--- Do this ---
Rewrite the entries below, replacing every "innermost point" with "central point" and changing nothing else. Leave out the pictures.

========================================================================

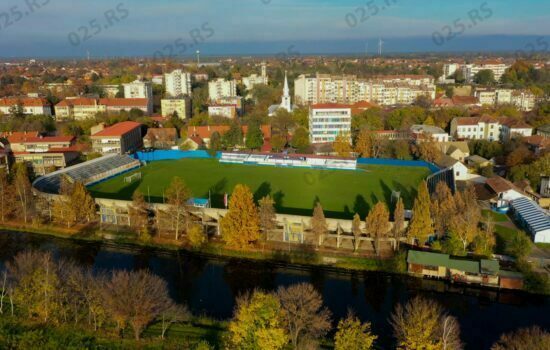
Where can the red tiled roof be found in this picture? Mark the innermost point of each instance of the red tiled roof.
(124, 102)
(24, 101)
(118, 129)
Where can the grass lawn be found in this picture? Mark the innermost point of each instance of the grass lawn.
(341, 192)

========================================================================

--- Exercise answer ---
Where can the red tiled roof be found in this picture? Mark the central point of each instance of the red tiled roof.
(124, 102)
(24, 101)
(118, 129)
Where can the grass lawn be found in this picture? Mark the central point of each instance of the grass lawn.
(341, 192)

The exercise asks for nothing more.